-- PASSAGE FOR REVIEW --
--------------------

1881 treaty between France and Tunisia

The Treaty of Bardo (Traité du Bardo, معاهدة باردو) or Treaty of Ksar Saïd established a French protectorate over Tunisia that lasted until World War II. It was signed on 12 May 1881 between representatives of France and the Tunisian bey Muhammed as-Sadiq, placing Tunisia under the control of the French Resident-General.

The treaty allowed France to control certain geographical areas under the guise of re-establishing order and protecting the Bey from internal opposition and also gave France responsibility for foreign-policy decisions of Tunisia. Later, the Conventions of La Marsa of 8 June 1883 gave France a right to intervene in Tunisia's domestic affairs. Thus subject to the Resident-General’s absolute power, the country lost almost all autonomy not only in external but in practice also in internal affairs.

==Name==
The names of the treaty originated with the residence of the Tunis court, Ksar Saïd Palace in Le Bardo, where the Husainid beys had established themselves in the early-18th century.

==Background==
A raid on Algeria by the Tunisian Khroumir tribe had served as a pretext for French armed forces to invade Tunisia in April 1881. Jules Ferry, the French foreign minister, managed to send a French expeditionary force of approximately 36,000 troops to defeat the Khroumer tribe. The French met little resistance from either the Kroumer tribe or from as-Sadiq. Eventually, the French withdrew their forces after signing the treaty. The military occupation was stated to be temporary.

--------------------

[Stored data entries]
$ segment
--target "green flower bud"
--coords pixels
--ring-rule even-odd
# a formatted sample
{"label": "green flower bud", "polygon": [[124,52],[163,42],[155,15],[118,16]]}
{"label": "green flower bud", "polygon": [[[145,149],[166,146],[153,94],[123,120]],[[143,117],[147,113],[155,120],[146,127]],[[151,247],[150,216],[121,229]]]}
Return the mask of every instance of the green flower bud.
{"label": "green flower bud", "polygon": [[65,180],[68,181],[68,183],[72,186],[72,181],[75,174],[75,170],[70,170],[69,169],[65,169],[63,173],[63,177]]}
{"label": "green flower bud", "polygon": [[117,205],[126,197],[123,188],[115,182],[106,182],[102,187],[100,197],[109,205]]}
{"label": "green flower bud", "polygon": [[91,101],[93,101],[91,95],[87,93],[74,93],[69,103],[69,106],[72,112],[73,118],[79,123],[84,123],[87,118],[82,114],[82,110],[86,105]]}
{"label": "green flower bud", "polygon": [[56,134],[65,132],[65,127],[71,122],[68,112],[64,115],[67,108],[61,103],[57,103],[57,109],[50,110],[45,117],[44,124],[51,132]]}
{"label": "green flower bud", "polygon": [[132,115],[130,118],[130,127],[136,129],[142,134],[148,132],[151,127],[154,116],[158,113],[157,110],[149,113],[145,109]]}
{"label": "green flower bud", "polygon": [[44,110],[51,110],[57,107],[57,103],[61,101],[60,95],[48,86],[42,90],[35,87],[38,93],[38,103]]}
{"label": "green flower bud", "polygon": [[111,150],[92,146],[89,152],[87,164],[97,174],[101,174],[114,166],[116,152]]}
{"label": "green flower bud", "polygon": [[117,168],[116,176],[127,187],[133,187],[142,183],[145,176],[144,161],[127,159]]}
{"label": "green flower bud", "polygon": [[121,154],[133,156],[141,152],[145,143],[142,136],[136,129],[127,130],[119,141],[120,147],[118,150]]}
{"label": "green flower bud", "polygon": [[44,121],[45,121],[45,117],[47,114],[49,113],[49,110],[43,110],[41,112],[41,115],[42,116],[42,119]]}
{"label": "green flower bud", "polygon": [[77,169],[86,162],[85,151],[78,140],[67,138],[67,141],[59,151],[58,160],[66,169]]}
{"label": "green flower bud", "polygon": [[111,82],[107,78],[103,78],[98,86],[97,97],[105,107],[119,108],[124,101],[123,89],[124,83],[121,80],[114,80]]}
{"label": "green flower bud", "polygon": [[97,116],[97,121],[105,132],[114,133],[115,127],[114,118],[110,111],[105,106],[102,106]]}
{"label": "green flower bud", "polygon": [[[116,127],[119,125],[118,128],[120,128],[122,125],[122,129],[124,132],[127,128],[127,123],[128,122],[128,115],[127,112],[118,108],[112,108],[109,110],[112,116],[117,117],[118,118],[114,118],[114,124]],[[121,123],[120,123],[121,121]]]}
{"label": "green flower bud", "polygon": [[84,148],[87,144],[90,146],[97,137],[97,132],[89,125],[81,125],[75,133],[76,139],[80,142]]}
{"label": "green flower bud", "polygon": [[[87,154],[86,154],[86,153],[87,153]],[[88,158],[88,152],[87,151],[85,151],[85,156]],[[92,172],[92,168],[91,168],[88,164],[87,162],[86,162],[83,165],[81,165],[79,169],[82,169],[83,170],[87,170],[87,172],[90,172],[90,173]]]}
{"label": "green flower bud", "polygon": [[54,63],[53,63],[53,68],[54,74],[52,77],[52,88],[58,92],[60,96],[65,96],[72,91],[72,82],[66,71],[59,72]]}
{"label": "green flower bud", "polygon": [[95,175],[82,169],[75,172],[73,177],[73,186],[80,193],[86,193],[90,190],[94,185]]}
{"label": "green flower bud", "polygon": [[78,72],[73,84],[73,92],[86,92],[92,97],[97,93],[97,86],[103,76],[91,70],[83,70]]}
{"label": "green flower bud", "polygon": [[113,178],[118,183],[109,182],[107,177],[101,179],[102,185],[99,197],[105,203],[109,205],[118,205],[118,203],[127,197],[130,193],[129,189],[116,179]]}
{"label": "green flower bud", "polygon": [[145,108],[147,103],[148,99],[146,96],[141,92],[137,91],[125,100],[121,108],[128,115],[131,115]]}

--------------------

-- WORK TO COMPLETE --
1 – According to the passage on the Treaty of Bardo, why is the treaty also called the Treaty of Ksar Saïd? Answer in one to three sentences.
2 – From the passage on the Treaty of Bardo, print the stretch from "The treaty allowed" through "the early-18th century.".
The listing is separate material with no tie to the passage about the treaty.

-- TASK ANSWERS --
1 – The treaty's names come from the residence of the Tunis court, Ksar Saïd Palace in Le Bardo. The Husainid beys had established themselves there in the early 18th century.

2 –
The treaty allowed France to control certain geographical areas under the guise of re-establishing order and protecting the Bey from internal opposition and also gave France responsibility for foreign-policy decisions of Tunisia. Later, the Conventions of La Marsa of 8 June 1883 gave France a right to intervene in Tunisia's domestic affairs. Thus subject to the Resident-General’s absolute power, the country lost almost all autonomy not only in external but in practice also in internal affairs.

==Name==
The names of the treaty originated with the residence of the Tunis court, Ksar Saïd Palace in Le Bardo, where the Husainid beys had established themselves in the early-18th century.